* [Texto de origem]
+-------+
A partir de 2012 até 2016 muitos discos de suma importância da geração rock dos anos 1980 irão completar 30 anos de lançamento. Porém, o que me interessa aqui são os pioneiros, que são cinco (queira ou não): Rádio Taxi, As Aventuras da Blitz, Essa Tal de Gang 90 & Absurdettes e Os Maiores Sucessos de João Penca e Seus Miquinhos Amestrados.
Só anos depois, quando abri meus ouvidos para além do punk rock e hardcore, é que eu comecei a curtir a Blitz. Eu gostava mesmo era de “A Dois Passos do Paraíso”. E veja só você que, apesar disso, sabia cantar várias. Era febre. De fato só tocava “Você Não Soube Me Amar” nas rádios.
Esses cinco discos que pontuei fazem parte do início da invasão de uma nova geração, uma nova linguagem e novo comportamento. Músicas com gírias jovens, com o português mais coloquial não existiam antes de Radio Taxi, Blitz, Gang 90, João Penca. Esses discos abriram caminho, foram pioneiros. Afinal, naquela época era muito arriscado querer quebrar paradigmas.
+-------+
* [Dados fornecidos]
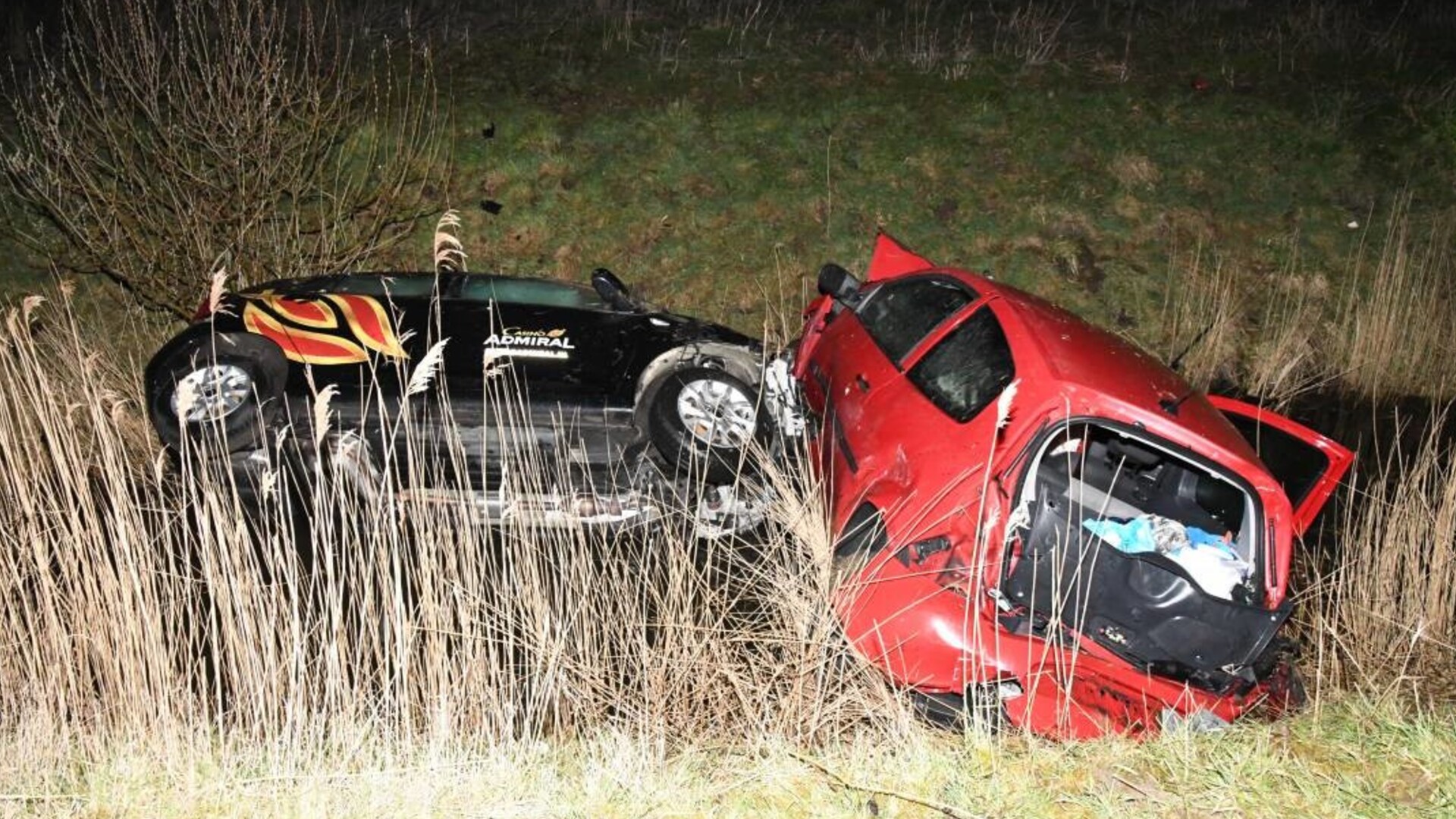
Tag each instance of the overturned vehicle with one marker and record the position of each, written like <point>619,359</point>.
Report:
<point>609,410</point>
<point>1040,523</point>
+-------+
* [Enunciado 1] Segundo o texto sobre os discos pioneiros do rock dos anos 1980, qual música da Blitz era a única que tocava nas rádios?
* [Enunciado 2] Transcreva do texto sobre os discos pioneiros do rock dos anos 1980 o trecho que vai de "Esses cinco discos" até "querer quebrar paradigmas.", inclusive.
O material não tem relação com o texto.

* [Resposta 1] "Você Não Soube Me Amar".

* [Resposta 2]
Esses cinco discos que pontuei fazem parte do início da invasão de uma nova geração, uma nova linguagem e novo comportamento. Músicas com gírias jovens, com o português mais coloquial não existiam antes de Radio Taxi, Blitz, Gang 90, João Penca. Esses discos abriram caminho, foram pioneiros. Afinal, naquela época era muito arriscado querer quebrar paradigmas.